STATED PROBLEM: All of the data below should be written out exactly.

INFORMATION SUPPLIED:

══════

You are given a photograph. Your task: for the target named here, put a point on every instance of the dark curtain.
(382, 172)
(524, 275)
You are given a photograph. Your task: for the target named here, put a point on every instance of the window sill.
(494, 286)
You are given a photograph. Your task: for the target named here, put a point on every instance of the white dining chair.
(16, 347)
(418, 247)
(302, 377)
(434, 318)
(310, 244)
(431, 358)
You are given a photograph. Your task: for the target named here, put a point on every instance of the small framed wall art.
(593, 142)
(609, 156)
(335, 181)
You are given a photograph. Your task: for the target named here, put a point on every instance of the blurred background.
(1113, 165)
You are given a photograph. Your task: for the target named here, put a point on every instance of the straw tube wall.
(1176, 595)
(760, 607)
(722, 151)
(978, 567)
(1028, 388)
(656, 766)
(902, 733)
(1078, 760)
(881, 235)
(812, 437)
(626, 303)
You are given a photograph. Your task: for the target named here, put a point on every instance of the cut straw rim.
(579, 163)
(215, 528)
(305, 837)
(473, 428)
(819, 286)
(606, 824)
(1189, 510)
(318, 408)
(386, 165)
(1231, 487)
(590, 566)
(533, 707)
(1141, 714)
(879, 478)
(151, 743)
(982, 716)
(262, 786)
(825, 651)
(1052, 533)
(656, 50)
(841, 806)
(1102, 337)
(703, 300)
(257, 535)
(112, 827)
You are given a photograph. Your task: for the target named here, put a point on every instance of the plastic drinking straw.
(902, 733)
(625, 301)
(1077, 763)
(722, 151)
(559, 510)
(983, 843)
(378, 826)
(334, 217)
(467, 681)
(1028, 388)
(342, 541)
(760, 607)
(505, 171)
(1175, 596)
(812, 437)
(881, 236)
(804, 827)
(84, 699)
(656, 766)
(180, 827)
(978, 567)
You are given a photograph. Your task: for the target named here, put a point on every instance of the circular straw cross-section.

══════

EXERCISE RESPONSE:
You are given a photograph. Your task: for the target named here, put a point on every instance of the dark curtain.
(382, 172)
(524, 275)
You are given a photograph. Your task: for the target named here, put a point on every instance of the window sill.
(494, 286)
You are given a photograph. Your task: for the target named here, put a point on every instance of the white dining chair.
(16, 347)
(418, 247)
(302, 377)
(434, 318)
(310, 244)
(431, 358)
You are given a photograph. Your task: for the target named here, put a point on every instance of the small framed wall art.
(593, 142)
(609, 156)
(335, 181)
You are given a photograph. Your task: for the target named here, put a point on every instance of the blurred background.
(1113, 165)
You are given a photograph. Your task: for the target named here, put a point on every instance of the straw tube wall.
(1176, 595)
(760, 607)
(722, 151)
(978, 567)
(1028, 388)
(656, 766)
(902, 733)
(1078, 760)
(881, 235)
(812, 437)
(626, 303)
You are given a photograph. Your task: for the target named here, put a point on every instance of the cut straw rim.
(579, 163)
(215, 528)
(305, 837)
(473, 428)
(819, 286)
(606, 824)
(1189, 510)
(318, 408)
(386, 165)
(1231, 487)
(590, 566)
(533, 707)
(1141, 714)
(879, 478)
(151, 743)
(982, 716)
(262, 786)
(825, 651)
(1052, 533)
(656, 50)
(841, 806)
(1102, 337)
(703, 300)
(257, 535)
(112, 827)
You are given a photograph. Your task: for the target named here, put a point on every instance of the plastic drinking straw.
(902, 733)
(625, 301)
(1077, 763)
(722, 151)
(559, 510)
(983, 843)
(378, 826)
(334, 217)
(467, 681)
(1028, 388)
(342, 541)
(760, 607)
(505, 171)
(1175, 596)
(812, 437)
(881, 236)
(804, 827)
(84, 699)
(656, 766)
(180, 827)
(978, 567)
You are given a photograph. Your task: for the target named here, put a point on every instance of the circular straw cross-section.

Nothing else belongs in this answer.